Source passage |

Start of Block

In a ceremony at the White House, the president noted it has been 60 years since a truce ended the fighting in Korea and U.S. prisoners of war were able to come home.
"And among the homecomings, one stood out," he said, describing a wooden crucifix nearly 4 feet tall that POWs had created as a tribute to "their friend, their chaplain, their fellow prisoner who had touched their souls and saved their lives -- Father Emil Kapaun."
Kapaun -- who has been called "a shepherd in combat boots" -- was 35 when he died in a POW camp.
"His fellow soldiers who felt his grace and his mercy called him a saint, a blessing from God," Obama said Thursday. "Today, we bestow another title on him -- recipient of our nation's highest military decoration, the Medal of Honor."
Kapaun was honored for "conspicuous gallantry and intrepidity at the risk of his life above and beyond the call of duty" for walking through enemy fire "to provide comfort and medical aid to his comrades and rescue friendly wounded from no-man's land" in Korea.
When U.S. forces he was serving with were surrounded, able-bodied soldiers were ordered to evacuate but Kapaun stayed with the wounded and worked with a Chinese military officer to negotiate a safe surrender.
At one point after he was captured, Kapaun "bravely pushed aside an enemy soldier preparing to execute Sgt. 1st Class Herbert A. Miller," the Medal of Honor citation read.
"Not only did Chaplain Kapaun's gallantry save the life of Sergeant Miller, but also his unparalleled courage and leadership inspired all those present, including those who might have otherwise fled in panic to remain and fight the enemy until captured."

End of Block

Data excerpts |

Start of Block

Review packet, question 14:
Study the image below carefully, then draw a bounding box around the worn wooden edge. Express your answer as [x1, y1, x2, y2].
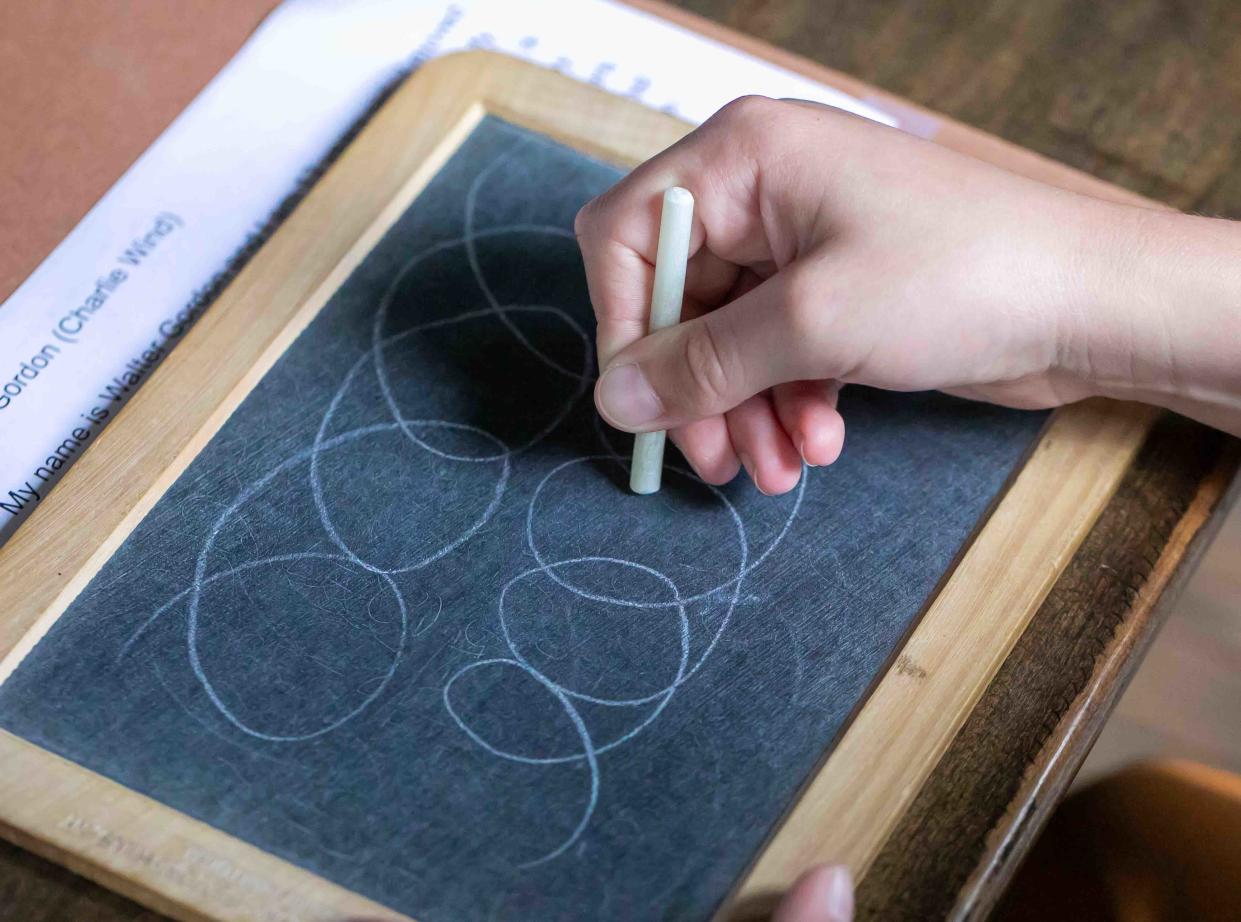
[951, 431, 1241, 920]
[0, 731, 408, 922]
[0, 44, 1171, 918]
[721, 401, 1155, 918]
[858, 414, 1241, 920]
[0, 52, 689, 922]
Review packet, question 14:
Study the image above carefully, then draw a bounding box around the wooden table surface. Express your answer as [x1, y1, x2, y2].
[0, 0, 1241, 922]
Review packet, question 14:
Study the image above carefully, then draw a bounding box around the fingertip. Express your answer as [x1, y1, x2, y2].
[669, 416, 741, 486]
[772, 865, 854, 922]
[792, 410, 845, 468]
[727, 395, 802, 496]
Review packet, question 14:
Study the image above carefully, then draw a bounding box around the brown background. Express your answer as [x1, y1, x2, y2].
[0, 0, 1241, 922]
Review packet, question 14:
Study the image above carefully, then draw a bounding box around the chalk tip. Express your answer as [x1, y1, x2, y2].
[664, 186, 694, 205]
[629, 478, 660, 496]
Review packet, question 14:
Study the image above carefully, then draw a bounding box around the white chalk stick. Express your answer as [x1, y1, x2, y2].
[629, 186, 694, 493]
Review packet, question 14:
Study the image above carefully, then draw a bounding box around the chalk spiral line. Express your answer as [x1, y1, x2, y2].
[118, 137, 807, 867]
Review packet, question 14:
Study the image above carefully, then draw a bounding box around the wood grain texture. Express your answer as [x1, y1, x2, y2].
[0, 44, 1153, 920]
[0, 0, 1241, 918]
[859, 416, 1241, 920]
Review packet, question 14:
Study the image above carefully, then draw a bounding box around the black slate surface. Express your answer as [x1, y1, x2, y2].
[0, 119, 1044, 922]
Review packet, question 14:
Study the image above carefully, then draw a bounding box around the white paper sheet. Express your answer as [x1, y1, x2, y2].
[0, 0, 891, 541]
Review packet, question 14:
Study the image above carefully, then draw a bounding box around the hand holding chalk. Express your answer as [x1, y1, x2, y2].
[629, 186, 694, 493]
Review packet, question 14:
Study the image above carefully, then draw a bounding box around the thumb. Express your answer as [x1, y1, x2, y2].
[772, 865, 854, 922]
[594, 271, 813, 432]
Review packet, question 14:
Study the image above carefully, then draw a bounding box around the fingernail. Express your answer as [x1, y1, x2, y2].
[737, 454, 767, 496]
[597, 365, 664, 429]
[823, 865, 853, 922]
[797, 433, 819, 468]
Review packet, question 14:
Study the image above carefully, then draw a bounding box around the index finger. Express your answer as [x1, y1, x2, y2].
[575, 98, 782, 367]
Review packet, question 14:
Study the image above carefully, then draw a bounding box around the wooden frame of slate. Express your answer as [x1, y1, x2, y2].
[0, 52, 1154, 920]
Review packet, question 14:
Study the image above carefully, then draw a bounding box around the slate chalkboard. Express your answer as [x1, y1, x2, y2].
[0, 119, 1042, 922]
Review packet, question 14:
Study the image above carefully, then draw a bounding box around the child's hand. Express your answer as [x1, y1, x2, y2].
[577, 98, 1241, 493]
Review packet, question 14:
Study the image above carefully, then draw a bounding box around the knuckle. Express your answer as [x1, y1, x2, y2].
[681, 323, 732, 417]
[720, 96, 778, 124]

End of Block
Start of Block

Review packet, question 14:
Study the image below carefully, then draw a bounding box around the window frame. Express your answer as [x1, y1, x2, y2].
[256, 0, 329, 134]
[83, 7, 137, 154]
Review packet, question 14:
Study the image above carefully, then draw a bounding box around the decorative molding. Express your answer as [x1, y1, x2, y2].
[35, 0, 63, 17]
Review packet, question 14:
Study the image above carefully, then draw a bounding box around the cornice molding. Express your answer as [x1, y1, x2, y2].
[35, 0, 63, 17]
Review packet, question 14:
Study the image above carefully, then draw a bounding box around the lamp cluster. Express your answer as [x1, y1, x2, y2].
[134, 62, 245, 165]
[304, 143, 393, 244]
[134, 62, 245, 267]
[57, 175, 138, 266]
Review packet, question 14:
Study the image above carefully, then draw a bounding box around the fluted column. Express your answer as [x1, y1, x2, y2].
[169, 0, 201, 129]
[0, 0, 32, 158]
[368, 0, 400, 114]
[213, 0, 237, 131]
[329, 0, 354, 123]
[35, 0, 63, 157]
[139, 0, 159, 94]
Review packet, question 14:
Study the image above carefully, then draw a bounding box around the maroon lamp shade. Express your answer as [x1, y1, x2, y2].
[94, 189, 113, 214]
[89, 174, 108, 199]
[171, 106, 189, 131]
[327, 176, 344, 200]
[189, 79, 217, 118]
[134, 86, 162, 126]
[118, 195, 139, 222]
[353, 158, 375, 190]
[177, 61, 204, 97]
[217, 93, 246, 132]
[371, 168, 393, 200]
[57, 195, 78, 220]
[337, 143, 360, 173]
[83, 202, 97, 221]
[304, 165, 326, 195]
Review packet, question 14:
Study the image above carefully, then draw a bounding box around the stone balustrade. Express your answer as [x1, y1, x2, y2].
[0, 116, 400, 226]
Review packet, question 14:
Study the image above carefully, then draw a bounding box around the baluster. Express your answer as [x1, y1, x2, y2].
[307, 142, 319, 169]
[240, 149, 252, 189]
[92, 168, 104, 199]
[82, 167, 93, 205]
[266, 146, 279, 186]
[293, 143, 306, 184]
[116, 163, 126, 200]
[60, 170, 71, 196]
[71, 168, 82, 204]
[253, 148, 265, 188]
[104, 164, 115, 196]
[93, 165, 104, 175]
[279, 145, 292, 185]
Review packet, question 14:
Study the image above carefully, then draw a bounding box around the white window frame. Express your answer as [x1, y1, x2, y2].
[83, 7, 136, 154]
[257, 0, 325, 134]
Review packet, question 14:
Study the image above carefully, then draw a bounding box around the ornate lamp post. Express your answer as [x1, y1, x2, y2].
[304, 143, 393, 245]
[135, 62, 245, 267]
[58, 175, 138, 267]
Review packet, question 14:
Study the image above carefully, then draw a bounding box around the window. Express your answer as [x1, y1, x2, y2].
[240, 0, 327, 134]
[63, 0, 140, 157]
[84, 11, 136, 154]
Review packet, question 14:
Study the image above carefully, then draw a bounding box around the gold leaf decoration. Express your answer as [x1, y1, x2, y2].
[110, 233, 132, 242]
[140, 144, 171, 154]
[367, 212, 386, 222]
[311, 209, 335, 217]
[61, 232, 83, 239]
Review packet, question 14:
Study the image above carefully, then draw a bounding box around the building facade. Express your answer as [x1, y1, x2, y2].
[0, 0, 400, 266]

End of Block
Start of Block

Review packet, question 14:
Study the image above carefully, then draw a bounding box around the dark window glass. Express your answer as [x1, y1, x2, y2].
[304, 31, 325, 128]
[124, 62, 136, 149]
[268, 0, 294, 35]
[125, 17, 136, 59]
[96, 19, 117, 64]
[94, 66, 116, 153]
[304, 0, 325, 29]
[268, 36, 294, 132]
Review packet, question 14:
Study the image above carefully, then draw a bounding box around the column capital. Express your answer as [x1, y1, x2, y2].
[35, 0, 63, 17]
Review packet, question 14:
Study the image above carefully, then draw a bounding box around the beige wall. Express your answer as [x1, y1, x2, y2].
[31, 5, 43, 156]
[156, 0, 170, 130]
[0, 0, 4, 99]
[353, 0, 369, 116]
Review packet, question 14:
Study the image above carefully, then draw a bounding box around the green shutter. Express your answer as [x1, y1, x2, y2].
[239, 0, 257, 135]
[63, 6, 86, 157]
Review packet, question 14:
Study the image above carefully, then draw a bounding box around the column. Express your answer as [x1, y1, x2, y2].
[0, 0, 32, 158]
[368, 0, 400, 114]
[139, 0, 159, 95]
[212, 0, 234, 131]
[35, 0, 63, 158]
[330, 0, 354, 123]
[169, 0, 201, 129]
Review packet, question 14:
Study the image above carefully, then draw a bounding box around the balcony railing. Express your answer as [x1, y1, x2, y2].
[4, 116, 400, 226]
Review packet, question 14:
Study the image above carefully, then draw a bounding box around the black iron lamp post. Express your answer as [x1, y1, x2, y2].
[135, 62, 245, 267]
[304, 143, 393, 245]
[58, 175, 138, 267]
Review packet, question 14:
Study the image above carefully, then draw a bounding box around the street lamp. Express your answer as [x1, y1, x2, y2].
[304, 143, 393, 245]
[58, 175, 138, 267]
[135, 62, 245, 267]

End of Block

Work order |
According to the passage about Father Emil Kapaun, which soldier did Kapaun save by pushing aside an enemy soldier preparing to execute him?

Answer |
Sgt. 1st Class Herbert A. Miller